In an interview with PopSugar, Goodrem admitted that "Wish You Were Here" was one of the best songs that she has ever written. Lyrically, the song narrates about the feelings and emotions Goodrem was feeling when she found out about the accident that killed him and her struggles to move on.

==Critical reception==
In a positive review from the website Spotlight Report, the track was labelled as an "amazing song on so many levels. Musically, it soars from Delta sitting alone at the piano, to a symphony of strings and voices. Delta delivers a dynamic, unique and breathtaking vocal performance – it's the singer in spine-tingling full voice."

==Promotion==

===Music video===
A preview of the music video premiered on A Current Affair on 5 October 2012. It was directed by Ryan Pallotta and was officially released on 16 October 2012.

===Live performances===
"Wish You Were Here" was performed live many times before being released. It had live performances at a Nova and Mix FM Intimate Acoustic concert for fans. It also was performed in stores for "Dancing with a Broken Heart". Goodrem appeared on the Today Show to promote the song and on A Current Affair on 26 October 2012 to promote the album, performing "Wish You Were Here". On 28 October 2012, she performed the song, as well as "Sitting on Top of the World" at a Guerilla Gig, filmed by pay TV music network Channel (V) at Broadbeach Mall. Goodrem later performed the song on New Zealand's Got Talent. In November, she appeared on television show Mornings to sing "Wish You Were Here".

=====

In the text about the song "Wish You Were Here," who directed the music video?

Extracted records:
=====

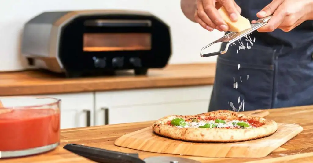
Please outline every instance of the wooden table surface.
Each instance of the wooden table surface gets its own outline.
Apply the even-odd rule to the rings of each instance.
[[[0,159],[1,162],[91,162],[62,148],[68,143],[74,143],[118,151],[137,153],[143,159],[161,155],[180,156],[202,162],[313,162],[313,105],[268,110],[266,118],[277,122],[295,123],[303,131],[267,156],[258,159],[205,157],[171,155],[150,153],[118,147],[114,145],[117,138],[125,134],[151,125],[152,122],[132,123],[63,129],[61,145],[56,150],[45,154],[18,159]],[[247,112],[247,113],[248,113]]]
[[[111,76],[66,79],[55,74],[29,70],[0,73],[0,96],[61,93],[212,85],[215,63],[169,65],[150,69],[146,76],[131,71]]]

=====

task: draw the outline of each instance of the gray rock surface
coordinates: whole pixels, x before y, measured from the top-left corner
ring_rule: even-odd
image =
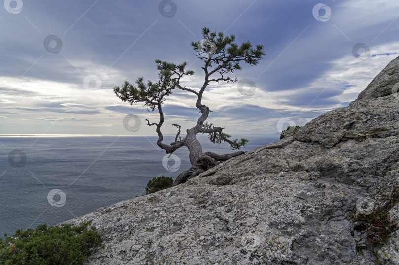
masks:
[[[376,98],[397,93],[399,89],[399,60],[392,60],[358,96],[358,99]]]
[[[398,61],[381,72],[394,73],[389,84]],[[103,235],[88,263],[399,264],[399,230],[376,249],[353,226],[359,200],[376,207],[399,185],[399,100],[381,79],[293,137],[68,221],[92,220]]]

=====

* **Solution to this exercise**:
Ryan Pallotta